Transports en commun : Ottawa coupe, les étudiant.e.s trinquent

Camille Cottais
23 septembre 2024

Crédit visuel : Hidaya Tchassanti Directrice artistique

Éditorial collaboratif rédigé par Camille Cottais – Rédactrice en chef

Suite à de nouvelles coupes budgétaires, la ville d’Ottawa a réduit depuis le 26 août dernier la fréquence du train léger de 5 à 10 minutes entre 9 h et 15 h et entre 18 h 30 et 21 h 30, en semaine. À cette réduction absurde des services s’ajoutent les orientations budgétaires risibles proposées récemment par le maire Mark Sutcliffe, comprenant une augmentation jusqu’à 75 % du tarif des transports en commun. Ces décisions austères sont révélatrices d’une municipalité se contrefichant de sa population étudiante.

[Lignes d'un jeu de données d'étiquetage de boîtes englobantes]

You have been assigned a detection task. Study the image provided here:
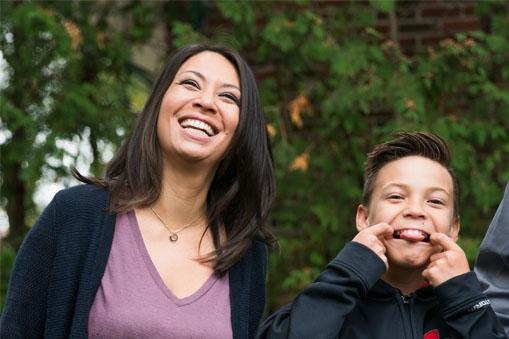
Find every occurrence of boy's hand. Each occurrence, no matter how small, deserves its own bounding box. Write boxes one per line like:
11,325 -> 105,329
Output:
422,233 -> 470,287
352,223 -> 394,270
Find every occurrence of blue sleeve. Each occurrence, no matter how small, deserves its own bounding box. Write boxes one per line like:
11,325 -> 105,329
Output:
257,242 -> 385,339
0,193 -> 56,338
474,184 -> 509,336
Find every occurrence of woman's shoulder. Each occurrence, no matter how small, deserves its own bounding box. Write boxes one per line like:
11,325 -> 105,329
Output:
52,184 -> 109,209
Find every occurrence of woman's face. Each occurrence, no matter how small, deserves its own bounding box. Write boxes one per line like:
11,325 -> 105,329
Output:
157,51 -> 241,165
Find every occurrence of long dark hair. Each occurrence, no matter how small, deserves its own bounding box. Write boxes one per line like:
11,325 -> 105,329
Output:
74,44 -> 275,273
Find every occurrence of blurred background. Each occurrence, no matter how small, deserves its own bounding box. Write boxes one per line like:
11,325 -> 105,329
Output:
0,0 -> 509,312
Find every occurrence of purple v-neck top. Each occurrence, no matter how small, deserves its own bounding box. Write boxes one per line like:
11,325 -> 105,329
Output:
88,211 -> 232,339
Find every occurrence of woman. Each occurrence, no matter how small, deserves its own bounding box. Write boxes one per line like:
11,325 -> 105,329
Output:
0,45 -> 275,338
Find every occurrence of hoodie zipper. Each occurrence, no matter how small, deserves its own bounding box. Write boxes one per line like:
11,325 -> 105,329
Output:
400,294 -> 415,339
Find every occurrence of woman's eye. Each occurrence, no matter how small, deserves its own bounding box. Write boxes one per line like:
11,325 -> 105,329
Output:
221,93 -> 240,105
178,79 -> 200,89
389,194 -> 403,200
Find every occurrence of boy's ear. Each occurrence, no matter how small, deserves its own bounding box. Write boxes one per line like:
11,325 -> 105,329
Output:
449,216 -> 460,241
355,204 -> 369,232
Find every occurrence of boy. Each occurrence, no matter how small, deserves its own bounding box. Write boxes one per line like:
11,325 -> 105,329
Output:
258,133 -> 506,339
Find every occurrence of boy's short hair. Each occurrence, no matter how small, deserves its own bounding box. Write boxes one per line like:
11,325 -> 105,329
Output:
362,132 -> 459,217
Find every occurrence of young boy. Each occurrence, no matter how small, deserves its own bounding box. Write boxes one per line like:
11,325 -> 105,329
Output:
258,133 -> 506,339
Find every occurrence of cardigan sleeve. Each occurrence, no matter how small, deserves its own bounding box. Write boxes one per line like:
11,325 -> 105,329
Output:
0,196 -> 57,338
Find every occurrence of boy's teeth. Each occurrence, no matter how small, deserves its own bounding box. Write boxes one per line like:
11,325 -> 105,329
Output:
394,229 -> 429,242
180,119 -> 214,136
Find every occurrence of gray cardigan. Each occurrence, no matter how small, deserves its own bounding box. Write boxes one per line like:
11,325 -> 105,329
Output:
0,185 -> 267,339
475,184 -> 509,337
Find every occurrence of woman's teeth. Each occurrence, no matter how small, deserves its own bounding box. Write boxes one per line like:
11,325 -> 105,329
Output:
180,119 -> 214,137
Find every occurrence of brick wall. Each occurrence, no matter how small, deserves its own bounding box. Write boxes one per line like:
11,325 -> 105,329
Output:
376,0 -> 486,53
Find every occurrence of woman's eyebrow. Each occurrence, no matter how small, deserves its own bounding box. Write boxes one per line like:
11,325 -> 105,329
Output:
180,70 -> 240,91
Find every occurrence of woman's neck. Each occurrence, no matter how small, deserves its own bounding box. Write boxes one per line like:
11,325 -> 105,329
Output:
152,157 -> 215,226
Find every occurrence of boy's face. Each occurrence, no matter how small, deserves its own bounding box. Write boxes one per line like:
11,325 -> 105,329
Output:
357,156 -> 459,268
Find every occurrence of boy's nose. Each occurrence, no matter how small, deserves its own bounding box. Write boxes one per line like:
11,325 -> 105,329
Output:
403,202 -> 426,219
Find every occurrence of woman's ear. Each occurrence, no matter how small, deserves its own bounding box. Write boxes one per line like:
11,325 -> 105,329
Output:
355,204 -> 369,232
449,216 -> 460,241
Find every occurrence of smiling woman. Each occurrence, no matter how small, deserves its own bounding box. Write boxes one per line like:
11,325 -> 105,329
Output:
0,45 -> 275,338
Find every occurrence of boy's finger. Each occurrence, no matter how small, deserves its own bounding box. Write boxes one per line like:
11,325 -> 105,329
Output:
429,252 -> 445,262
366,223 -> 394,236
429,233 -> 459,251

» Exercices à faire:
A. Renvoyez le passage du texte fourni qui commence à « Transports en commun : Ottawa » et se termine à « sa population étudiante. ».
B. Répondez aux questions suivantes d'après le texte fourni.
(i) Depuis quelle date la fréquence du train léger est-elle réduite ?
(ii) Jusqu'à quel pourcentage peut aller l'augmentation du tarif des transports en commun proposée par le maire ?
(iii) Qui a rédigé l'éditorial collaboratif ?

» Corrigés détaillés:
A.
Transports en commun : Ottawa coupe, les étudiant.e.s trinquent

Camille Cottais
23 septembre 2024

Crédit visuel : Hidaya Tchassanti Directrice artistique

Éditorial collaboratif rédigé par Camille Cottais – Rédactrice en chef

Suite à de nouvelles coupes budgétaires, la ville d’Ottawa a réduit depuis le 26 août dernier la fréquence du train léger de 5 à 10 minutes entre 9 h et 15 h et entre 18 h 30 et 21 h 30, en semaine. À cette réduction absurde des services s’ajoutent les orientations budgétaires risibles proposées récemment par le maire Mark Sutcliffe, comprenant une augmentation jusqu’à 75 % du tarif des transports en commun. Ces décisions austères sont révélatrices d’une municipalité se contrefichant de sa population étudiante.

B.
(i) Depuis le 26 août.
(ii) Jusqu'à 75 %.
(iii) Camille Cottais, rédactrice en chef.